==== Texto mostrado ====

Hoy en Paraguay existe un registro algo más fidedigno, con adolescentes registrados en la Consejería Municipal por los Derechos de Niño, Niña y Adolescente (CODENI), y autorizados a trabajar, a partir de los 12 años, un máximo de 4 o 6 horas diarias, siempre que sigan estudiando y nunca en horario nocturno. “Sí que habrá gente que crea que seguimos en la Edad Media, ¿no?”, añade Alvarenga sobre la dificultad de erradicar este abuso. “Pero ya no está tan normalizado”, añade, aunque reclama que faltan datos y analizar cómo esta explotación está afectando a la población indígena fronteriza con Brasil.
Mientras tanto, en Colombia el criadazgo es una realidad que pocos conocen. Y quienes sí lo hacen la encuentran tan adherida al tejido social, que no hay en este momento ninguna política dirigida a mitigar este tipo de trata en particular.
“Yo no me dejé pegar”
Al igual que González y Marín, la colombiana Edilia Ipuana tenía solo 14 años cuando comenzó a trabajar para una familia adinerada “alijuna”, palabra en idioma wayuunaiki con la que los wayúu describen a los no indígenas. Era 1987 y acababa de mudarse a Maracaibo, donde el boom del oro negro seducía tanto a nacionales como a extranjeros. El acuerdo que su hermana mayor, también empleada doméstica, cerró con la familia parecía sencillo: la niña se encargaría de cuidar de un bebé de seis meses y de completar las labores del hogar. A cambio, recibiría alimento y un techo bajo el que dormir.

==== Material extraído ====

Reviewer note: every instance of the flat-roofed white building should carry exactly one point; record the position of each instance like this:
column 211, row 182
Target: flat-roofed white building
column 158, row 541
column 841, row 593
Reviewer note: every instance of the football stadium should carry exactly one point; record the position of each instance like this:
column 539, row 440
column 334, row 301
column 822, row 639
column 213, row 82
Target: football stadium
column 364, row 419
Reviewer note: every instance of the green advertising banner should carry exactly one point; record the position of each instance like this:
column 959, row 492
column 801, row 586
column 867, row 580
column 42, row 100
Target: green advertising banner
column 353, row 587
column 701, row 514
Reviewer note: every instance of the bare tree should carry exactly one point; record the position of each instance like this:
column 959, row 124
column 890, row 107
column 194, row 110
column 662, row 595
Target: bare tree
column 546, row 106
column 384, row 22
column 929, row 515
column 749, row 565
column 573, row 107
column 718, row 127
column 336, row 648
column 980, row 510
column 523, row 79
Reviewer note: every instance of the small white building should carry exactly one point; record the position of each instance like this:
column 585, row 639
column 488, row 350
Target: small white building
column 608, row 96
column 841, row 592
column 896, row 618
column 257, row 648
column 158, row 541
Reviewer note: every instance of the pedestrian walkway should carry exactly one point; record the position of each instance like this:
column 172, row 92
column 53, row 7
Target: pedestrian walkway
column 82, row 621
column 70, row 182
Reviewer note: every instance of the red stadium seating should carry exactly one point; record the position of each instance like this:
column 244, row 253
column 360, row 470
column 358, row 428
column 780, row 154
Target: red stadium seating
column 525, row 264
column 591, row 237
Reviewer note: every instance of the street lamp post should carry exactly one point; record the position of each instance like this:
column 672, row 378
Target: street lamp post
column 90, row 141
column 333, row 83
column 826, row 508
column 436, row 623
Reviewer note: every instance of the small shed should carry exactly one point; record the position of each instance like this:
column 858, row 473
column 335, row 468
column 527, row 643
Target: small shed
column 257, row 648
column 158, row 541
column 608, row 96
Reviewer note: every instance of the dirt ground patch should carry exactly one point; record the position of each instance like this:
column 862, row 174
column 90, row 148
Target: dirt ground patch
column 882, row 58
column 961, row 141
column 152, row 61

====

Tarea escrita → Copia de forma literal, del texto sobre el criadazgo, el fragmento que abre con las palabras que contienen "Mientras tanto, en" y cierra con "trata en particular.".

Resultado →
Mientras tanto, en Colombia el criadazgo es una realidad que pocos conocen. Y quienes sí lo hacen la encuentran tan adherida al tejido social, que no hay en este momento ninguna política dirigida a mitigar este tipo de trata en particular.